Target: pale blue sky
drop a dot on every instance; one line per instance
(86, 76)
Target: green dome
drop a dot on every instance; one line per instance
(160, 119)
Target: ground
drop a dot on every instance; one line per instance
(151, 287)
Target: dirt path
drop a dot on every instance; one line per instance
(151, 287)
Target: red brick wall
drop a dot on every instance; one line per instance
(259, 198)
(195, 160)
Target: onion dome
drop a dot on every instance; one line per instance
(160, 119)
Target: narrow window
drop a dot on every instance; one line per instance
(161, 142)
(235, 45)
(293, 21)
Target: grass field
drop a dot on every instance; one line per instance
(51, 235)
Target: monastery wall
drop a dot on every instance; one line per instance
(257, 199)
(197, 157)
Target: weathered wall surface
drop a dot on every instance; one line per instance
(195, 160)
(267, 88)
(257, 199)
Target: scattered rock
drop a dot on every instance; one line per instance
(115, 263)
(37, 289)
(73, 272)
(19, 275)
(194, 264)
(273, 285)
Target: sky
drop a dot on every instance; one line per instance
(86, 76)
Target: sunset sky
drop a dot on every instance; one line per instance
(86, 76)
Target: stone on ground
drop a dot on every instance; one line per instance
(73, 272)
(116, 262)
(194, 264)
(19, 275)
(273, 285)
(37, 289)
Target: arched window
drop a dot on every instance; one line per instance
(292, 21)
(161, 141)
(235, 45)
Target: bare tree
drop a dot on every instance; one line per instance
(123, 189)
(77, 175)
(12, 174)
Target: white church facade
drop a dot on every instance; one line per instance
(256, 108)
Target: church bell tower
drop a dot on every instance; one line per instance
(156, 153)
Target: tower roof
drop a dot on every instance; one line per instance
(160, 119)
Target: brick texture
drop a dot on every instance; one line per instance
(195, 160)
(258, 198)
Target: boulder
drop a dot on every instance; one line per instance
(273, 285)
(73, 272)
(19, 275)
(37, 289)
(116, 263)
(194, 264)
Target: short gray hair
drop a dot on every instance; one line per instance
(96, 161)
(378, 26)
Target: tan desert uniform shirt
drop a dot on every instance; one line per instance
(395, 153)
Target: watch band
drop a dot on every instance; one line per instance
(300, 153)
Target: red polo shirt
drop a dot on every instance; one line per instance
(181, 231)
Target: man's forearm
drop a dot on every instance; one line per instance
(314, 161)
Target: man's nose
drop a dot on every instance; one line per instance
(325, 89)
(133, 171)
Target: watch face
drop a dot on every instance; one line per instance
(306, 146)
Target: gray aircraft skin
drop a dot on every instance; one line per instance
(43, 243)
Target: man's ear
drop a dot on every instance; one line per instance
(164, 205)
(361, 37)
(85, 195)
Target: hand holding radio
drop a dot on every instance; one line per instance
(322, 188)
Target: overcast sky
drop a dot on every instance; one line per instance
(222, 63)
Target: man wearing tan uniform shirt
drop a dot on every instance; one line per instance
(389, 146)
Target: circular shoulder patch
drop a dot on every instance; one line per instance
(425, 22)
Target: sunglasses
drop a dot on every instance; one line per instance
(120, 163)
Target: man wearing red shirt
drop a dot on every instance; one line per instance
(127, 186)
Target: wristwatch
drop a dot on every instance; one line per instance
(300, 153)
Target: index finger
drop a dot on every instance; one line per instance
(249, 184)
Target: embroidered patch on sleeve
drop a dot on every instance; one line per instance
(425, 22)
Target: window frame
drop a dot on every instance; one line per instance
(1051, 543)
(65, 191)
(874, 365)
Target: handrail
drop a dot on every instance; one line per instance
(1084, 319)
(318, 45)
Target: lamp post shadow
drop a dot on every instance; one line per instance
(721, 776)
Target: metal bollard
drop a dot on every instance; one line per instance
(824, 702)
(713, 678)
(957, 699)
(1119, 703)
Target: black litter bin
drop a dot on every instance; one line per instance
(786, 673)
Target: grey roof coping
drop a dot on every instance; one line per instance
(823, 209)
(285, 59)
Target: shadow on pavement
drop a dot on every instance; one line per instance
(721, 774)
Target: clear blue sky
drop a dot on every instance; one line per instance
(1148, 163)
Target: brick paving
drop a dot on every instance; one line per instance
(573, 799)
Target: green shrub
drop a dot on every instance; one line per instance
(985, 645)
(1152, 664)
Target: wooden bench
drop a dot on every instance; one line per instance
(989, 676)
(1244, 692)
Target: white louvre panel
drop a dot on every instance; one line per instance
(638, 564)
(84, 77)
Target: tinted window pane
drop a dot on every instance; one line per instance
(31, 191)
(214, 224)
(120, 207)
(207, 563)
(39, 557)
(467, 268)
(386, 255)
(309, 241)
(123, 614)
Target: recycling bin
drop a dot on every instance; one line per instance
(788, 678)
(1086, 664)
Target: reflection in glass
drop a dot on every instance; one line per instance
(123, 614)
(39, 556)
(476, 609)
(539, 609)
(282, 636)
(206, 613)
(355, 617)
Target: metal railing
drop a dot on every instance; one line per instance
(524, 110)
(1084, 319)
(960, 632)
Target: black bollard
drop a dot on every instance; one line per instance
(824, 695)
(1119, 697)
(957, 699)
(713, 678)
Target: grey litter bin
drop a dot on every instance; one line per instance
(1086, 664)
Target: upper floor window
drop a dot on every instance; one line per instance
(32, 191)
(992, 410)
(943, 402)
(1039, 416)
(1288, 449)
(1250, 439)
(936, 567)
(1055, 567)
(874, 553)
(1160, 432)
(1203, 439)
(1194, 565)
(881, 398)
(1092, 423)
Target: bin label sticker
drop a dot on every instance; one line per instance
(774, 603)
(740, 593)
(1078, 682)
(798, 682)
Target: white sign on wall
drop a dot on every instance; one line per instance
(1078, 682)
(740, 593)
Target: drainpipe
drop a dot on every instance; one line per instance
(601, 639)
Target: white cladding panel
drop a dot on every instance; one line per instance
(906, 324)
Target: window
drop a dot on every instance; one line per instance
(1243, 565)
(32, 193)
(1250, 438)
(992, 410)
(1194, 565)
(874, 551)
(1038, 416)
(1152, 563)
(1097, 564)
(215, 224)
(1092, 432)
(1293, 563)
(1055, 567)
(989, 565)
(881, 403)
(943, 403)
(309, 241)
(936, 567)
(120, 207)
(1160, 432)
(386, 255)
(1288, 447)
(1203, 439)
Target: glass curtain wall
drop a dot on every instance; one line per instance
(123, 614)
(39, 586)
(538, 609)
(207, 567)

---

> _Instruction_
Render every line above as a Markdown table with two columns, Row and Line, numbering the rows in order and skipping any blank lines.

> _Solution below_
| Row | Line |
|---|---|
| 1 | Target: pale blue sky |
| 2 | drop a dot on every instance; one line per instance |
| 3 | (86, 76) |
| 4 | Target: green dome |
| 5 | drop a dot on every instance; one line per instance |
| 6 | (160, 119) |
| 7 | Target: ground |
| 8 | drop a dot on every instance; one line per instance |
| 9 | (151, 287) |
| 10 | Target: dirt path |
| 11 | drop a dot on every instance; one line per instance |
| 12 | (151, 287) |
| 13 | Target: red brick wall |
| 14 | drop a dot on every instance; one line per instance |
| 15 | (259, 198) |
| 16 | (195, 160) |
| 17 | Target: onion dome |
| 18 | drop a dot on every instance; one line per instance |
| 19 | (160, 119) |
| 20 | Target: narrow window |
| 21 | drop a dot on every instance; one line per instance |
| 22 | (161, 142) |
| 23 | (235, 45) |
| 24 | (293, 21) |
| 25 | Target: grass field |
| 26 | drop a dot on every instance; one line per instance |
| 27 | (51, 235) |
| 28 | Target: monastery wall |
| 29 | drop a dot on every instance; one line per instance |
| 30 | (257, 199) |
| 31 | (197, 157) |
| 32 | Target: weathered wall surface |
| 33 | drop a dot on every instance; one line per instance |
| 34 | (195, 160) |
| 35 | (267, 88) |
| 36 | (257, 199) |
| 37 | Target: scattered rock |
| 38 | drop a dot on every instance; one line per instance |
| 39 | (115, 263) |
| 40 | (37, 289) |
| 41 | (73, 272) |
| 42 | (19, 275) |
| 43 | (194, 264) |
| 44 | (273, 285) |
| 45 | Target: sky |
| 46 | drop a dot on every instance; one line per instance |
| 47 | (86, 76) |
| 48 | Target: sunset sky |
| 49 | drop a dot on every instance; one line per instance |
| 50 | (86, 76) |
| 51 | Target: stone on ground |
| 52 | drop a dot on every instance; one line per instance |
| 53 | (73, 272) |
| 54 | (116, 262) |
| 55 | (194, 264) |
| 56 | (19, 275) |
| 57 | (273, 285) |
| 58 | (37, 289) |
| 59 | Target: arched window |
| 60 | drop a dot on every instance; one line per instance |
| 61 | (292, 21) |
| 62 | (161, 141) |
| 63 | (235, 45) |
| 64 | Target: bare tree |
| 65 | drop a dot on every instance; one line per instance |
| 66 | (123, 189) |
| 67 | (77, 175) |
| 68 | (12, 174) |
| 69 | Target: white church facade |
| 70 | drop a dot on every instance; one line per instance |
| 71 | (256, 108) |
| 72 | Target: church bell tower |
| 73 | drop a dot on every instance; one line per instance |
| 74 | (156, 153) |
| 75 | Target: tower roof |
| 76 | drop a dot on every instance; one line per instance |
| 77 | (160, 119) |
| 78 | Target: brick texture |
| 79 | drop a dot on every instance; one line per instance |
| 80 | (195, 160) |
| 81 | (258, 198) |
| 82 | Target: boulder |
| 83 | drop a dot on every instance; one line per instance |
| 84 | (273, 285) |
| 85 | (73, 272) |
| 86 | (19, 275) |
| 87 | (37, 289) |
| 88 | (116, 263) |
| 89 | (194, 264) |
| 90 | Target: short gray hair |
| 91 | drop a dot on every instance; one line per instance |
| 92 | (96, 161) |
| 93 | (378, 26) |
| 94 | Target: tan desert uniform shirt |
| 95 | drop a dot on every instance; one line per instance |
| 96 | (395, 153) |
| 97 | Target: watch band |
| 98 | drop a dot on every instance; one line per instance |
| 99 | (300, 153) |
| 100 | Target: red polo shirt |
| 101 | drop a dot on every instance; one line per instance |
| 102 | (181, 231) |
| 103 | Target: man's forearm |
| 104 | drop a dot on every instance; one line per instance |
| 105 | (314, 161) |
| 106 | Target: man's nose |
| 107 | drop a dot on every instance; one line per instance |
| 108 | (325, 89) |
| 109 | (133, 171) |
| 110 | Target: watch face |
| 111 | drop a dot on every instance; one line per instance |
| 112 | (306, 146) |
| 113 | Target: gray aircraft skin |
| 114 | drop a dot on every instance; one line per instance |
| 115 | (43, 243) |
| 116 | Target: man's ear |
| 117 | drop a dot on every instance; one line per instance |
| 118 | (164, 205) |
| 119 | (361, 37) |
| 120 | (85, 195) |
| 121 | Target: hand holding radio |
| 122 | drop a dot on every instance; one line per instance |
| 123 | (322, 188) |
| 124 | Target: overcast sky |
| 125 | drop a dot on every instance; one line per instance |
| 126 | (222, 63) |
| 127 | Target: man wearing tan uniform shirt |
| 128 | drop a dot on every instance; one line per instance |
| 129 | (389, 146) |
| 130 | Target: circular shoulder patch |
| 131 | drop a dot on every instance; one line per instance |
| 132 | (425, 22) |
| 133 | Target: sunglasses |
| 134 | drop a dot on every instance; one line per instance |
| 135 | (120, 163) |
| 136 | Target: man wearing red shirt |
| 137 | drop a dot on every instance; one line per instance |
| 138 | (127, 186) |
| 139 | Target: wristwatch |
| 140 | drop a dot on every instance; one line per instance |
| 141 | (300, 153) |
| 142 | Target: index finger |
| 143 | drop a dot on every instance; one line per instance |
| 144 | (249, 184) |
| 145 | Target: embroidered patch on sleeve |
| 146 | drop a dot on every instance; one line per instance |
| 147 | (425, 22) |
| 148 | Target: window frame |
| 149 | drop a dot on every instance; one line per instance |
| 150 | (1051, 543) |
| 151 | (65, 191) |
| 152 | (874, 365) |
| 153 | Target: handrail |
| 154 | drop a dot on every instance; one line per instance |
| 155 | (1084, 319) |
| 156 | (318, 45) |
| 157 | Target: lamp post shadow |
| 158 | drop a dot on every instance; one line per instance |
| 159 | (721, 776) |
| 160 | Target: metal bollard |
| 161 | drop a dot on every instance; one line per instance |
| 162 | (824, 702) |
| 163 | (713, 678) |
| 164 | (957, 699) |
| 165 | (1119, 703) |
| 166 | Target: black litter bin |
| 167 | drop a dot on every instance; one line per instance |
| 168 | (786, 673) |
| 169 | Target: grey roof coping |
| 170 | drop a dot on every instance; one line per instance |
| 171 | (823, 209) |
| 172 | (285, 59) |
| 173 | Target: shadow on pavement |
| 174 | drop a dot on every instance; one line per instance |
| 175 | (721, 774) |
| 176 | Target: clear blue sky |
| 177 | drop a dot on every instance; one line per instance |
| 178 | (1148, 163) |
| 179 | Target: brick paving |
| 180 | drop a dot on every instance; one line per instance |
| 181 | (573, 799) |
| 182 | Target: green shrub |
| 183 | drop a dot on every instance; one line per instance |
| 184 | (985, 645) |
| 185 | (1152, 664) |
| 186 | Target: wooden bench |
| 187 | drop a dot on every instance; one line per instance |
| 188 | (989, 676) |
| 189 | (1244, 692) |
| 190 | Target: white louvre panel |
| 191 | drop a dot on every instance; one line per instance |
| 192 | (638, 564) |
| 193 | (84, 77) |
| 194 | Target: tinted window pane |
| 195 | drop a dot on every instance; one line per instance |
| 196 | (31, 191) |
| 197 | (214, 224) |
| 198 | (120, 207) |
| 199 | (207, 563) |
| 200 | (39, 557) |
| 201 | (467, 268) |
| 202 | (386, 255) |
| 203 | (309, 241) |
| 204 | (123, 614) |
| 205 | Target: recycling bin |
| 206 | drop a dot on every instance; one line per instance |
| 207 | (788, 678) |
| 208 | (1086, 664) |
| 209 | Target: reflection in glass |
| 210 | drop a dot on every instance; one line per instance |
| 211 | (123, 614) |
| 212 | (39, 556) |
| 213 | (476, 609) |
| 214 | (539, 609) |
| 215 | (282, 636) |
| 216 | (206, 613) |
| 217 | (355, 617) |
| 218 | Target: metal railing |
| 219 | drop a dot on every instance; one line per instance |
| 220 | (524, 110) |
| 221 | (1084, 319) |
| 222 | (960, 632) |
| 223 | Target: black bollard |
| 224 | drop a dot on every instance; one line per instance |
| 225 | (824, 695) |
| 226 | (1119, 697) |
| 227 | (957, 699) |
| 228 | (713, 678) |
| 229 | Target: grey litter bin |
| 230 | drop a dot on every instance; one line per instance |
| 231 | (1086, 664) |
| 232 | Target: upper floor window |
| 233 | drop a dot on every instance; one line per instance |
| 234 | (32, 191) |
| 235 | (992, 410) |
| 236 | (943, 402) |
| 237 | (1039, 416) |
| 238 | (1288, 449) |
| 239 | (1250, 439) |
| 240 | (936, 567) |
| 241 | (1055, 567) |
| 242 | (874, 553) |
| 243 | (1160, 432) |
| 244 | (1203, 439) |
| 245 | (1194, 565) |
| 246 | (881, 398) |
| 247 | (1092, 423) |
| 248 | Target: bin label sticker |
| 249 | drop a dot on every instance; one line per instance |
| 250 | (774, 603) |
| 251 | (740, 593) |
| 252 | (1078, 682) |
| 253 | (798, 682) |
| 254 | Target: white sign on wall |
| 255 | drop a dot on every instance; one line per instance |
| 256 | (1078, 682) |
| 257 | (740, 593) |
| 258 | Target: drainpipe |
| 259 | drop a dot on every instance; one line per instance |
| 260 | (601, 639) |
| 261 | Target: white cladding panel |
| 262 | drop a dot on every instance; one line per instance |
| 263 | (906, 324) |
| 264 | Target: window |
| 265 | drop a dot on every instance; one line per instance |
| 266 | (1243, 565) |
| 267 | (32, 193) |
| 268 | (1250, 438) |
| 269 | (992, 410) |
| 270 | (1194, 565) |
| 271 | (874, 551) |
| 272 | (1038, 416) |
| 273 | (1152, 563) |
| 274 | (1097, 564) |
| 275 | (215, 224) |
| 276 | (1092, 432) |
| 277 | (1293, 563) |
| 278 | (1055, 567) |
| 279 | (989, 565) |
| 280 | (881, 403) |
| 281 | (943, 403) |
| 282 | (309, 241) |
| 283 | (936, 567) |
| 284 | (120, 207) |
| 285 | (1160, 432) |
| 286 | (386, 255) |
| 287 | (1288, 447) |
| 288 | (1203, 439) |
| 289 | Target: glass curtain wall |
| 290 | drop a dot on every instance; one line per instance |
| 291 | (123, 614) |
| 292 | (39, 586) |
| 293 | (538, 609) |
| 294 | (207, 567) |